[PROBLEM TO WORK ON] Count the lines in the items below that contain the string "building", treating uppercase and lowercase as different. Reply with the number alone.

[INPUT RECORDS]

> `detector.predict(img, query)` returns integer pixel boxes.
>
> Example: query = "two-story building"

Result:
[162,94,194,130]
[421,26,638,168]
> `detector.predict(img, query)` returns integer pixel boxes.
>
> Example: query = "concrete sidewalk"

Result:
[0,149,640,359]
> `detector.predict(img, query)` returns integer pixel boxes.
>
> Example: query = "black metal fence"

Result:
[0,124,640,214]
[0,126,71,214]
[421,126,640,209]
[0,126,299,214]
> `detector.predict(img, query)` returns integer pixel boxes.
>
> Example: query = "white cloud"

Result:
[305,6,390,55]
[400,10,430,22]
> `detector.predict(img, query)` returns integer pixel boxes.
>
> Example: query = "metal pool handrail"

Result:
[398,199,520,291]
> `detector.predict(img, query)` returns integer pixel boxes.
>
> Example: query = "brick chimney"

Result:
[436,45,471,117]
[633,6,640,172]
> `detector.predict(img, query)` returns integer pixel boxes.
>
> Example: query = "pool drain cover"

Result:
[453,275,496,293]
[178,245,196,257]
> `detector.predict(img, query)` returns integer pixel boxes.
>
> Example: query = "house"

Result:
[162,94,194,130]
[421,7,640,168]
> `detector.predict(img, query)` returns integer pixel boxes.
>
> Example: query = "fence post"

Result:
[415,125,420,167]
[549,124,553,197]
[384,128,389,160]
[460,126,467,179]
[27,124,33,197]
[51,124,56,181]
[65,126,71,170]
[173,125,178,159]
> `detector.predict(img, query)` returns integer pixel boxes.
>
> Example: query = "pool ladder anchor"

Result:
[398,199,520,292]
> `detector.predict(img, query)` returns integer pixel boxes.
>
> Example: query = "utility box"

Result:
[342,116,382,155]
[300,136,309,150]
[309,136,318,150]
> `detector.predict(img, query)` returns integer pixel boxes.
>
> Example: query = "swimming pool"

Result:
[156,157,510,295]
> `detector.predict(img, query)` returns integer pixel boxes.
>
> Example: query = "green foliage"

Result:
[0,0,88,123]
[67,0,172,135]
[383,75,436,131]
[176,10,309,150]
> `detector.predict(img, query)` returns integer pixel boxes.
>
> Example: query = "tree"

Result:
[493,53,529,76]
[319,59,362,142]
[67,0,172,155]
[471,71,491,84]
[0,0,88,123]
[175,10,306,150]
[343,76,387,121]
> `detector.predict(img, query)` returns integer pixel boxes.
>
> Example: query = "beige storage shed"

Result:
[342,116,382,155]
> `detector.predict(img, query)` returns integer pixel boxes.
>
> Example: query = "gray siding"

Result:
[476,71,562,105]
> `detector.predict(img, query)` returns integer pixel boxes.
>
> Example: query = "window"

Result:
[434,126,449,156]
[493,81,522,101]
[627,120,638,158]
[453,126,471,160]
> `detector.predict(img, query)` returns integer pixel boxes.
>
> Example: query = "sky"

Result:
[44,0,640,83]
...
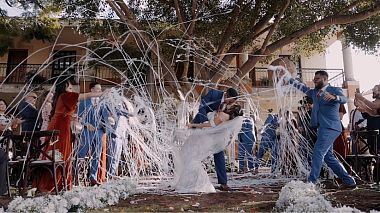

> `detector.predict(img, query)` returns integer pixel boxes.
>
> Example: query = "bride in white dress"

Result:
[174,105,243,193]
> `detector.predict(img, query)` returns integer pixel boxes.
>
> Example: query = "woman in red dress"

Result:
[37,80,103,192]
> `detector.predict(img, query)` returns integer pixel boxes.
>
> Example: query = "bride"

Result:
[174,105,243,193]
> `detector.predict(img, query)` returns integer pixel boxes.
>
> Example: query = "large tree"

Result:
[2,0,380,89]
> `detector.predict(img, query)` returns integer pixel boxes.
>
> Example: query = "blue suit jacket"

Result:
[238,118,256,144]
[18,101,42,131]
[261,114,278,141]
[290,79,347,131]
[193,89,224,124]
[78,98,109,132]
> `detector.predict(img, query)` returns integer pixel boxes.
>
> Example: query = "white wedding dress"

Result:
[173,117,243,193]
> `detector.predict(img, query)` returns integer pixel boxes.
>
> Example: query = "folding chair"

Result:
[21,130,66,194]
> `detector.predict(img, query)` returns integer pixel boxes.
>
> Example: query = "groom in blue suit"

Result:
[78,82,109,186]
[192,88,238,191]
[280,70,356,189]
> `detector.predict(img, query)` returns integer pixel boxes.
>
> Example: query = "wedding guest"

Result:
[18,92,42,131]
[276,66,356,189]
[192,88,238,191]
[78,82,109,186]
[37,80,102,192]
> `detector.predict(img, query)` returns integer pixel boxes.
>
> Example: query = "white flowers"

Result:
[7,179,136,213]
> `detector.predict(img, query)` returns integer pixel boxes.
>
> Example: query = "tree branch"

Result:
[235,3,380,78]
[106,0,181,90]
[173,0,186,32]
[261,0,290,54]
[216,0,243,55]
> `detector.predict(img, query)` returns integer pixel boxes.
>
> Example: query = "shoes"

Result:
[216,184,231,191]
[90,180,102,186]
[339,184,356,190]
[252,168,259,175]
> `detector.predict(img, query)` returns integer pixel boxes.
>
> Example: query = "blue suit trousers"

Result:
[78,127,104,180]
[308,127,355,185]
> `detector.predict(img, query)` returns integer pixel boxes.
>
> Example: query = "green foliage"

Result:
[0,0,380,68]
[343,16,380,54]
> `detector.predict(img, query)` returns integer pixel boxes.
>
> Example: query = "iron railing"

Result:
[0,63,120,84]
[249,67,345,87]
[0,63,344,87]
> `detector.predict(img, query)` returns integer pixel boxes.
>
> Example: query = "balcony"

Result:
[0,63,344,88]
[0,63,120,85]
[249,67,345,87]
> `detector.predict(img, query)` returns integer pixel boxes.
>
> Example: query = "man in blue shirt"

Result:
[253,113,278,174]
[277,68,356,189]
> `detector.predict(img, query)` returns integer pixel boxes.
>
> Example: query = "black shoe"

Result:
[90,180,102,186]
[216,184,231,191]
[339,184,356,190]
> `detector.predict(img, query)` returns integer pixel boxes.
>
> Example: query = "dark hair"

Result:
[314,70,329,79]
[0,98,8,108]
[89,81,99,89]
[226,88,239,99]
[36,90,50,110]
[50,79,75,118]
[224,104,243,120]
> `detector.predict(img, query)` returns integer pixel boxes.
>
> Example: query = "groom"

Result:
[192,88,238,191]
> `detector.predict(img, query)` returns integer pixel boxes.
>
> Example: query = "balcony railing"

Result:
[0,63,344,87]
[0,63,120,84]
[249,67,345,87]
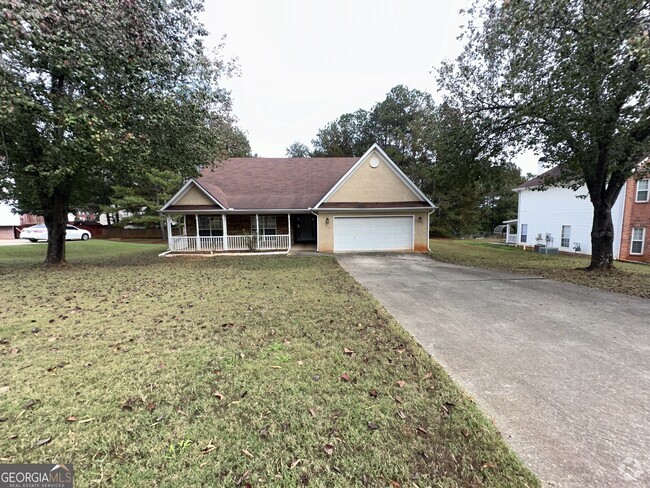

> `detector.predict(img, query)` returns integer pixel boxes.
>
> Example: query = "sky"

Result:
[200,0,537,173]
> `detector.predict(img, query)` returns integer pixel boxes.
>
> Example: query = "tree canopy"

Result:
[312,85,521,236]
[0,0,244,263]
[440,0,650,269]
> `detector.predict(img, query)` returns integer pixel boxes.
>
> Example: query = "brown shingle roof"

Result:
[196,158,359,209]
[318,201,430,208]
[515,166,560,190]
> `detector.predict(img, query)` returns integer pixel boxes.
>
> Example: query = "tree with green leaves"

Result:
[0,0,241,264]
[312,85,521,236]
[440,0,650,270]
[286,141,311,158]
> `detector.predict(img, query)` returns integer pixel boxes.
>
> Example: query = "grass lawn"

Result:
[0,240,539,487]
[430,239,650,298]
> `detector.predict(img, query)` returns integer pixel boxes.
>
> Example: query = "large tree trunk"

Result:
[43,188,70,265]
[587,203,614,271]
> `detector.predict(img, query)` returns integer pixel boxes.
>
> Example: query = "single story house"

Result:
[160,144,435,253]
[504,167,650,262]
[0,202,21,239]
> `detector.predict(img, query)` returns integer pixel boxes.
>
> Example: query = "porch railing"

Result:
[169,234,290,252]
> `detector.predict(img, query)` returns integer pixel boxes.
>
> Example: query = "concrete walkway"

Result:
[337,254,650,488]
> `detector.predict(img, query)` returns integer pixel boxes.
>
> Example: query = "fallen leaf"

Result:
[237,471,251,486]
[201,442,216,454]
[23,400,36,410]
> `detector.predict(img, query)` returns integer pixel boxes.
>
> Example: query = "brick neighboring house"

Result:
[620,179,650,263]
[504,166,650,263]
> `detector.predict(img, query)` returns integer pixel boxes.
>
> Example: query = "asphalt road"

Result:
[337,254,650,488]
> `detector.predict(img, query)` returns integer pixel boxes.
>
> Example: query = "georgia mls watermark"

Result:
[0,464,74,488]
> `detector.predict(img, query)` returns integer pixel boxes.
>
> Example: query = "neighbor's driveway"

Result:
--
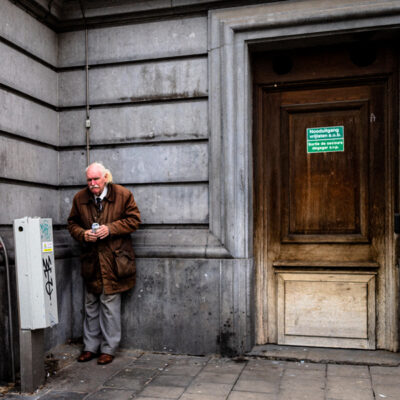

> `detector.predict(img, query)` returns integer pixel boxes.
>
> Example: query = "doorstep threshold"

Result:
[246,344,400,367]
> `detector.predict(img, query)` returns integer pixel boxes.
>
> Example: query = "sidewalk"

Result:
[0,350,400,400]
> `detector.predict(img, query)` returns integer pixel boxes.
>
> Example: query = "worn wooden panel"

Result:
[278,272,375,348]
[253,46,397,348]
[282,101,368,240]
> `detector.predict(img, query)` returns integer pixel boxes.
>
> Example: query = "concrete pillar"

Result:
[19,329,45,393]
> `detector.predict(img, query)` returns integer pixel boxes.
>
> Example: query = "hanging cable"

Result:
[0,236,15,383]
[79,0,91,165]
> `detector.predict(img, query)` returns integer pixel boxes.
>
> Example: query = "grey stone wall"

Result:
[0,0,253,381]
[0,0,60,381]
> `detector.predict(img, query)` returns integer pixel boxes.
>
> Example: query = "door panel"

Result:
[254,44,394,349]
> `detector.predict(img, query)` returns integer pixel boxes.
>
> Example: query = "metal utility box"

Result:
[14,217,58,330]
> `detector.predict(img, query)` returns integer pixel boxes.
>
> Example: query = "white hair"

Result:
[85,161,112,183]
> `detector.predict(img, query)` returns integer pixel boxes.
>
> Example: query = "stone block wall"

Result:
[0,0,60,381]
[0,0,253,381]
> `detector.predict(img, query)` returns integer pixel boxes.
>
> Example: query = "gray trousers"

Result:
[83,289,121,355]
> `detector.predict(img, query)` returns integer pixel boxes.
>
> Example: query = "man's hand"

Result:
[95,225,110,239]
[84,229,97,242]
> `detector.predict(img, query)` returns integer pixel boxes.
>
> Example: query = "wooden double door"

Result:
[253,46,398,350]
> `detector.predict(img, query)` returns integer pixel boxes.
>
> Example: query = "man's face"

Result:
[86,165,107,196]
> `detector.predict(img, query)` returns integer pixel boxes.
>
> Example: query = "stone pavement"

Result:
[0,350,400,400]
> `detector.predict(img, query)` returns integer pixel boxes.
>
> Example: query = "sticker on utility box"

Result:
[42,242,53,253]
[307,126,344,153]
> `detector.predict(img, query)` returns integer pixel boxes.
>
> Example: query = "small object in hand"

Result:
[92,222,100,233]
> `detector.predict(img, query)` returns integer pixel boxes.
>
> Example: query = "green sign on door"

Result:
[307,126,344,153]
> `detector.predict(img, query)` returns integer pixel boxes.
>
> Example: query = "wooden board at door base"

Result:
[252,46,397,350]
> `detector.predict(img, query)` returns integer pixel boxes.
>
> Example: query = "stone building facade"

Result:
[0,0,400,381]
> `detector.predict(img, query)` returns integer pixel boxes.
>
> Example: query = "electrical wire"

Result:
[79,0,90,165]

[COMPLETE RESPONSE] 2